- _Exercise prompt_
Starting at the top of the entries below, set down every line exactly, please, until you reach the line with "Phrase: golden brown crust", which is included too.

- _Given records_

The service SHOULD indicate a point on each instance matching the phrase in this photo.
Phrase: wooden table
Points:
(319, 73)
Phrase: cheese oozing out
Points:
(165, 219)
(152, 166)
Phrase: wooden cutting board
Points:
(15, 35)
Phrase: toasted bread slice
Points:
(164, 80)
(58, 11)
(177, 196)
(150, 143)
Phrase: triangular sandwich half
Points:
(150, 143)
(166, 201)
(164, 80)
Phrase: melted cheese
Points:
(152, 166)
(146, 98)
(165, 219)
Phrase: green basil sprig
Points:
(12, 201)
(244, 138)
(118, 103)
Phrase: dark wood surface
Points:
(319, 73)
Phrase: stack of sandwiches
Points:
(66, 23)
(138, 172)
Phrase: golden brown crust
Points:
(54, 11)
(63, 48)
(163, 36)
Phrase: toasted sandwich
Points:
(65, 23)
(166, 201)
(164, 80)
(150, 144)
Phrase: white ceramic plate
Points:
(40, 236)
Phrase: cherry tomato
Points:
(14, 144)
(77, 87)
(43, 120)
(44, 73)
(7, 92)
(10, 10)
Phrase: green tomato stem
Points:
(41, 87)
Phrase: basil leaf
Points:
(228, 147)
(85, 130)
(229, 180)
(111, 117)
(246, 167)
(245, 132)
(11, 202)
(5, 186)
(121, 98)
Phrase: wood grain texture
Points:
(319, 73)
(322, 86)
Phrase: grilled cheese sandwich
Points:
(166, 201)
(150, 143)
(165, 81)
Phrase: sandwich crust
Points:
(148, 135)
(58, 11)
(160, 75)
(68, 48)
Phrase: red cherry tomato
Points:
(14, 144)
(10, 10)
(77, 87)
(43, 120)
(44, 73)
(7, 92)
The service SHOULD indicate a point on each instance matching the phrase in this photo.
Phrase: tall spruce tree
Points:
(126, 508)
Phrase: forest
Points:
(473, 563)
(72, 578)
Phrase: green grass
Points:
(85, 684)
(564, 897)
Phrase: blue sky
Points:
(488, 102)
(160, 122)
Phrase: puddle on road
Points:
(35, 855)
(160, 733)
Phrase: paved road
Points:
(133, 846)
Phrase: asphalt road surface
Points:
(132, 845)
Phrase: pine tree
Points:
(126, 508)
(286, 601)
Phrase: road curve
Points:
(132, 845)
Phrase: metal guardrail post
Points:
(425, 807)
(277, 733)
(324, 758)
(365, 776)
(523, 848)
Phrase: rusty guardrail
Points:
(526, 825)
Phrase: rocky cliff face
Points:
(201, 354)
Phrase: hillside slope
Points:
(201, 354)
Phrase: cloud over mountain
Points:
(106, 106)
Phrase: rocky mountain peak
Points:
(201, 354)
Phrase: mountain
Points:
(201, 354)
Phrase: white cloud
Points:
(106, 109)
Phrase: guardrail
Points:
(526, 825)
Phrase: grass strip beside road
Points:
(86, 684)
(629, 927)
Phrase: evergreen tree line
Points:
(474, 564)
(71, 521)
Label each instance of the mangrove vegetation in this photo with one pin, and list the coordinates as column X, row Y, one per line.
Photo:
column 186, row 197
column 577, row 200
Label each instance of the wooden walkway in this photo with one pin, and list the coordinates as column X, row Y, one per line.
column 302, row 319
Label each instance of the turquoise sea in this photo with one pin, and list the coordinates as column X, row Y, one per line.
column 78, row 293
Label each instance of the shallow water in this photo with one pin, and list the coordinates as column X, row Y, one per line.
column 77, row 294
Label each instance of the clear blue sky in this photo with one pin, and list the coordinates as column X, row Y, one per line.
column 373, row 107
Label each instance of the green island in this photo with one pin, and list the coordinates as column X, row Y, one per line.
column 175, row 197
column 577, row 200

- _Answer_
The service SHOULD indicate a point on each instance matching the phrase in this photo.
Phrase: wooden table
Points:
(319, 73)
Phrase: cheese oozing out
Points:
(165, 219)
(152, 166)
Phrase: wooden cutting board
Points:
(15, 35)
Phrase: toasted bread slice
Points:
(164, 80)
(58, 11)
(177, 196)
(150, 143)
Phrase: triangular sandwich half
Points:
(150, 143)
(166, 201)
(164, 80)
Phrase: melted cheese
Points:
(152, 166)
(146, 98)
(165, 219)
Phrase: green basil sprig
Points:
(12, 201)
(244, 138)
(118, 103)
Phrase: dark wood surface
Points:
(319, 73)
Phrase: stack of sandwiches
Points:
(66, 23)
(138, 172)
Phrase: golden brown crust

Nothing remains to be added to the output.